** POTONGAN DOKUMEN **
------------------------------------

Teori Sosial Post-Modern
Pandangan Umum
Tidak layaknya
teori sosial yang lain dalam hal menyumbang khasanah kekayaaan sosiologi, teori
sosial Post-Modern diterima dengan agak “wanti-wanti” di kalangan sosiolog.
Seperti disangsikan, berkembang perdebatan apakah betul Post-Modern ini “anak
kandungnya” sosiologi. Terlepas dari perdebatan itu, ternyata teori ini
berkembang, dan nampaknhya sosiolog pun nampaknya mulai tak bisa mengabaikan
perkembangan ini.
Sukar menarik
generalisasi begitu saja dari sejumlah teori ini, misalnya untuk kebutuhan
pembacaan yang meringannkan karena semua semua bersifat ideosinkretik. Jika
tugas peringkasan itu diharuskan, Ritzer mengikutu Smart, membedakan tiga
pendirian di kalangan pemikir Post-Modern;
Pertama,
pendirian bahwa masyarakat modern telah terputus hubungannya dan telah
digantikan oleh masyarakat post modern. Tokoh pada pendirian ini adalah Jean
Baudrillard, Gilles Deleuze, dan Felix Gauttari.

------------------------------------

** Entri Tersimpan **
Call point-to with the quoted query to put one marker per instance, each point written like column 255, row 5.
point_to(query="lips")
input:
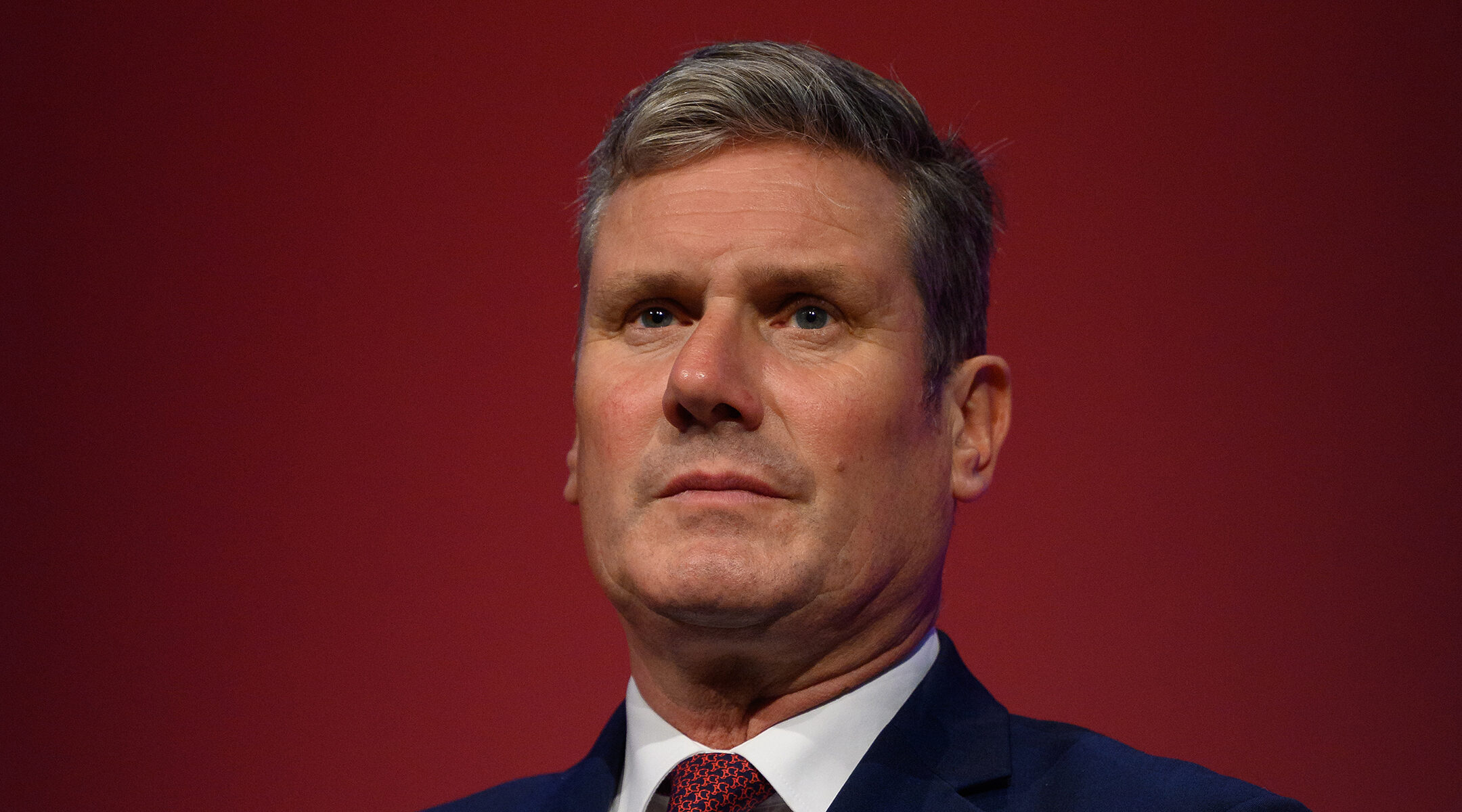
column 732, row 481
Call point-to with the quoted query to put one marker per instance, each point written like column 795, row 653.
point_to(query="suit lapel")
column 948, row 738
column 590, row 786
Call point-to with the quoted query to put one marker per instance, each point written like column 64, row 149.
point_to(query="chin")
column 714, row 592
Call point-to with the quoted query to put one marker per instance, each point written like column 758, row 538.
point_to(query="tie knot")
column 717, row 782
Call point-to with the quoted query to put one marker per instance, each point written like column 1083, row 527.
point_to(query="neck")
column 723, row 687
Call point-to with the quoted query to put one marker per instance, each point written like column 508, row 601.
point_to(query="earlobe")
column 571, row 490
column 979, row 393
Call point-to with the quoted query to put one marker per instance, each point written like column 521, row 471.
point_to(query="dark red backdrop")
column 288, row 301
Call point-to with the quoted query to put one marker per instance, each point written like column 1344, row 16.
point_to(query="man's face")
column 752, row 440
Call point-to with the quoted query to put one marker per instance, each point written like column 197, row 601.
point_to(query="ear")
column 571, row 490
column 977, row 399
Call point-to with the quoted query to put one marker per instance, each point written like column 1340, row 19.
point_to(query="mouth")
column 718, row 487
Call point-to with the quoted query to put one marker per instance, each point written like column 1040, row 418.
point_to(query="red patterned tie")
column 717, row 782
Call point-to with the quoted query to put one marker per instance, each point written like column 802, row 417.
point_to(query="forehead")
column 757, row 205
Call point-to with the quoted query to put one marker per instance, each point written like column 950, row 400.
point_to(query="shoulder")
column 515, row 796
column 1069, row 767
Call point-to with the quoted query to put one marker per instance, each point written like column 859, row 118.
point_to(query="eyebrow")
column 829, row 279
column 644, row 287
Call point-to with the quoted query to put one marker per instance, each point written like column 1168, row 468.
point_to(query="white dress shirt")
column 806, row 759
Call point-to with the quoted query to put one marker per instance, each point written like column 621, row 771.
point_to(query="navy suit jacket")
column 951, row 748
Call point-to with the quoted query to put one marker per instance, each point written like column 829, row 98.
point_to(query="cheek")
column 617, row 415
column 843, row 418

------------------------------------

** SOAL LATIHAN **
Siapa saja tokoh yang disebut dalam teks tentang teori sosial Post-Modern untuk pendirian bahwa masyarakat modern telah digantikan oleh masyarakat post modern?

** HASIL LATIHAN **
Jean Baudrillard, Gilles Deleuze, dan Felix Gauttari.